Activities:
1. Answer these from the blog post about a trip to Israel:
(a) How many people from the home church went on the trip?
(b) What is Dr. Howell's Ph.D. in?
(c) What holiday had ended a few weeks before the post was written?
2. Continue the blog post about the trip to Israel, starting after its final sentence.

Document passage:
········

Wednesday, April 25, 2012

Go to Israel!

OK, so I have been slacking on the blog lately. But in my defense, Easter just finished a few weeks ago, and I have had a lot going on. One of those things that went on was an amazing trip to the Holy Land. Back in February, I went to Israel with a group of 40 from my home church, Myers Park UMC in Charlotte. The group was led by my role model in ministry, Dr. James Howell. Dr. Howell holds a Ph.D. in Old Testament/Hebrew Bible, and really knows his stuff. It was was a once-in-a-lifetime treat to sit at his proverbial feet and listen to his wisdom on Scripture, archaeology, and the ministry. On top of that, it was great to meet and spend time with some wonderful disciples of Christ, including my parents (who I don't get to see very often).

········

Referring expression grounding data
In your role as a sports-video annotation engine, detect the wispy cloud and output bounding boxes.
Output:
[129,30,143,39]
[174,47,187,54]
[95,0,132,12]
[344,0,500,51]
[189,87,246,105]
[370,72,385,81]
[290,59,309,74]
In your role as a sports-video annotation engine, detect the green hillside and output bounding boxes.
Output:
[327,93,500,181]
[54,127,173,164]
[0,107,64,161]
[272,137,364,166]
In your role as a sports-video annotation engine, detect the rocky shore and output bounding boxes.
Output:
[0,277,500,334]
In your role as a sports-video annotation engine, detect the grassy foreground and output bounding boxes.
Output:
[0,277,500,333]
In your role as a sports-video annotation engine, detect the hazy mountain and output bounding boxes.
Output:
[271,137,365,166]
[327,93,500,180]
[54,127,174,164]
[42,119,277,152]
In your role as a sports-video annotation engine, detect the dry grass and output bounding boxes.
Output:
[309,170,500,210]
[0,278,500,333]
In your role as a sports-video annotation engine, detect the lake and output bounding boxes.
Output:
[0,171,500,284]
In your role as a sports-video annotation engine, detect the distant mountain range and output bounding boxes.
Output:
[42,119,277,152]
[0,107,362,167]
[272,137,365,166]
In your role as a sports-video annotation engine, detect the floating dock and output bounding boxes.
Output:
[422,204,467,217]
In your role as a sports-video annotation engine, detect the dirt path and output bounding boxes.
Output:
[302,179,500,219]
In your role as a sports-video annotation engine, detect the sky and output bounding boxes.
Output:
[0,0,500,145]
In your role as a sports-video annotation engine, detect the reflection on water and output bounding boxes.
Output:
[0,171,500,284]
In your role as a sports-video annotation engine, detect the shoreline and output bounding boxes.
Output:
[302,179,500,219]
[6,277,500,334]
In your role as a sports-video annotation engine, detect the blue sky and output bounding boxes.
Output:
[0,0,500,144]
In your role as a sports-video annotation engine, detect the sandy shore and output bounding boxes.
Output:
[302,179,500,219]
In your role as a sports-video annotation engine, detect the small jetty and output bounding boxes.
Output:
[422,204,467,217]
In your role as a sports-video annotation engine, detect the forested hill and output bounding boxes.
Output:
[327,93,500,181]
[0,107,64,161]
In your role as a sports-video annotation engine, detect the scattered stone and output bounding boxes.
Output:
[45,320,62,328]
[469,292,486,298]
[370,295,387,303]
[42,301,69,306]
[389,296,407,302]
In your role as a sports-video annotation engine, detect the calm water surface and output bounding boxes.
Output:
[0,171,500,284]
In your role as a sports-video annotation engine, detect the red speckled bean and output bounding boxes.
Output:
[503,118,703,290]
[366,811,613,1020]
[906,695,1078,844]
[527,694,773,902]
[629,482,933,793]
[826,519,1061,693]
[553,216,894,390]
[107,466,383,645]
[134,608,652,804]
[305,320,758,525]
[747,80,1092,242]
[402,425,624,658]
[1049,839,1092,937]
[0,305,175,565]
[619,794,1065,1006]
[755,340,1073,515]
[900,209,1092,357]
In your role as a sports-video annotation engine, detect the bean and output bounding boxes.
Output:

········

Responses:
1.
(a) 40
(b) Old Testament/Hebrew Bible
(c) Easter

2.
Instead of giving you a boring travelogue, I thought I would share some of my favorite pics (I apologize that they are a little out of order from the chronology of our itinerary). My short message is "go". Don't listen to the news- the Muslims were the nicest people I encountered there and the only fight I saw was between two Jews (another story for another time). To place yourself in the very geographical context of Scripture will open your mind, heart, and soul in fresh and life-giving ways. Enjoy!

 Our group at the top of the Mount of Olives, near Bethany, looking into the Old City of Jerusalem
 A monument to the Hebrew vowels in Tiberias, where they were created. This is only important to biblical language nerds (guilty).
 Me by the waterfall in Banias/Panias. Was this the place the author of Psalm 42 had in mind?
 Caesarea Philippi, a center of Greek and Roman worship. This is also where Jesus asked his disciples, "Who do people say that I am?"
 A view of Mount Hermon, the northernmost point of Israel, covered in snow
 The site of Herod's palace, which once jutted out into the Mediterranean Sea, in Caesarea Maritima
 The Mona Lisa of the Galilee tile in Sepphoris, where Jesus and his father may have worked
 A view of the Jezreel Valley from the Mount of the Precipice
 Modern-day Nazareth from the Mount of the Precipice
 The library cave at Qumran, where the Dead Sea Scrolls were found (again, only nerds are interested)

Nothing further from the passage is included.